EXERCISE OBJECTIVE.
Please write out each entry below exactly as given.

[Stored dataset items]
──────────
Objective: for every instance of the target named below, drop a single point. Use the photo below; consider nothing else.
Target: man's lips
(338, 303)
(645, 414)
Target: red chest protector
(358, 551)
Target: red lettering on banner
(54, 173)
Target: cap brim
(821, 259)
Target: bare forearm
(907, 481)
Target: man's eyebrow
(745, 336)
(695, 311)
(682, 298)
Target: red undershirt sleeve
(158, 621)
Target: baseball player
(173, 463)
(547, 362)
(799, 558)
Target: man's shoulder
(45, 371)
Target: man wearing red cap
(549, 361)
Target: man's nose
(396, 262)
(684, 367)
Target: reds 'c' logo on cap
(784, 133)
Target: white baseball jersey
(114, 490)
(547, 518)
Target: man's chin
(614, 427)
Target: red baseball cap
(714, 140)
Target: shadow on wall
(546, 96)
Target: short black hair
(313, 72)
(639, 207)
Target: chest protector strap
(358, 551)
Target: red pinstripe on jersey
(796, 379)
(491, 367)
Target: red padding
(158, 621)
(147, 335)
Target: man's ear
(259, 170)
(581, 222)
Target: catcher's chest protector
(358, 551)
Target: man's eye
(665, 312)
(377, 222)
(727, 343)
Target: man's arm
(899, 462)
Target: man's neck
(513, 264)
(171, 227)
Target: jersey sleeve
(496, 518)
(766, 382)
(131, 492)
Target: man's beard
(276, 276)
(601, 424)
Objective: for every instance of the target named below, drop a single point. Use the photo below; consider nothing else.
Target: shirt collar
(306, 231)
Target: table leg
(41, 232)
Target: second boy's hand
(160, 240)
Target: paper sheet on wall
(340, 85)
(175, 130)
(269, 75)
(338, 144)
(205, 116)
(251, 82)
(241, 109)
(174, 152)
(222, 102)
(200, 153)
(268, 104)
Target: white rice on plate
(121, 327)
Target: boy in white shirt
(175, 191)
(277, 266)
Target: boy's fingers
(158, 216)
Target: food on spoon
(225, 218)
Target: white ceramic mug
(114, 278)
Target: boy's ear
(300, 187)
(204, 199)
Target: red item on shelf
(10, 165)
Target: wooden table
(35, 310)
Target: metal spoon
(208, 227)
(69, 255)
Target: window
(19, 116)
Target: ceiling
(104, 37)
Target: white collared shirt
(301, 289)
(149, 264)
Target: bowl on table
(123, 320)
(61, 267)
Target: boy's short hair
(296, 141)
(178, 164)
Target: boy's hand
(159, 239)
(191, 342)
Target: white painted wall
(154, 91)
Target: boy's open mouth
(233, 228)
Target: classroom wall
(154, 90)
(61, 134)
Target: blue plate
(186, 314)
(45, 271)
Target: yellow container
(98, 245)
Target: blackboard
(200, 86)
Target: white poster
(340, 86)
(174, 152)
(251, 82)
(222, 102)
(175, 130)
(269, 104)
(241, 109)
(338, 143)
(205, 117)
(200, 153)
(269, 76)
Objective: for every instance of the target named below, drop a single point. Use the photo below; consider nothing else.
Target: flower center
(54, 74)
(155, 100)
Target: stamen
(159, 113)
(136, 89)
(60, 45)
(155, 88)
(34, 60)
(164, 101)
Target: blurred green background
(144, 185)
──────────
SOLUTION TO THIS PROBLEM.
Objective: for every instance of the target named below, drop a single point. Use the photo below; consider nothing else.
Target: man's lips
(338, 303)
(645, 414)
Target: red chest protector
(358, 551)
Target: red lettering on banner
(54, 173)
Target: cap brim
(821, 259)
Target: bare forearm
(907, 481)
Target: man's eyebrow
(745, 336)
(695, 311)
(682, 298)
Target: red undershirt sleeve
(158, 621)
Target: baseball player
(173, 463)
(547, 362)
(799, 558)
Target: man's shoulder
(45, 371)
Target: man wearing red cap
(549, 361)
Target: man's nose
(396, 262)
(684, 367)
Target: reds 'c' logo on cap
(784, 133)
Target: white baseball jersey
(114, 490)
(547, 518)
Target: man's chin
(614, 427)
Target: red baseball cap
(714, 140)
Target: shadow on wall
(546, 96)
Target: short black hair
(313, 72)
(639, 207)
Target: chest protector strap
(358, 551)
Target: red pinstripe on jersey
(796, 379)
(491, 367)
Target: red padding
(158, 621)
(147, 335)
Target: man's ear
(259, 170)
(581, 222)
Target: catcher's chest protector
(358, 551)
Target: man's eye
(665, 312)
(377, 222)
(727, 343)
Target: man's arm
(899, 462)
Target: man's neck
(513, 264)
(171, 227)
Target: jersey sleeve
(496, 518)
(766, 382)
(131, 492)
Target: man's beard
(276, 276)
(601, 424)
Objective: for every instance of the target named below, drop a single point. Use the photo below; consider nothing else.
Target: shirt collar
(306, 231)
Target: table leg
(41, 232)
Target: second boy's hand
(160, 240)
Target: paper sheet on wall
(340, 85)
(175, 130)
(269, 75)
(338, 144)
(205, 116)
(251, 82)
(241, 109)
(174, 152)
(222, 102)
(200, 153)
(268, 104)
Target: white rice on plate
(121, 327)
Target: boy in white shirt
(175, 191)
(277, 266)
Target: boy's fingers
(158, 216)
Target: food on spoon
(225, 218)
Target: white ceramic mug
(114, 278)
Target: boy's ear
(300, 187)
(204, 199)
Target: red item on shelf
(10, 165)
Target: wooden table
(35, 310)
Target: metal spoon
(208, 227)
(69, 255)
Target: window
(19, 116)
Target: ceiling
(104, 37)
Target: white collared shirt
(301, 289)
(149, 264)
Target: bowl on table
(123, 320)
(61, 267)
Target: boy's short hair
(296, 141)
(178, 164)
Target: boy's hand
(159, 239)
(191, 342)
Target: white painted wall
(154, 91)
Target: boy's open mouth
(233, 228)
Target: classroom wall
(154, 90)
(61, 134)
Target: blue plate
(186, 314)
(45, 271)
Target: yellow container
(98, 245)
Target: blackboard
(200, 86)
Target: white poster
(340, 86)
(174, 152)
(251, 82)
(222, 102)
(175, 130)
(269, 104)
(241, 109)
(338, 143)
(205, 117)
(200, 153)
(269, 76)
Objective: for every instance of the target named below, drop a single point. Use the photo below; consider nothing else.
Target: flower center
(54, 74)
(155, 100)
Target: stamen
(159, 113)
(136, 89)
(60, 45)
(155, 88)
(34, 60)
(164, 101)
Target: blurred green background
(144, 185)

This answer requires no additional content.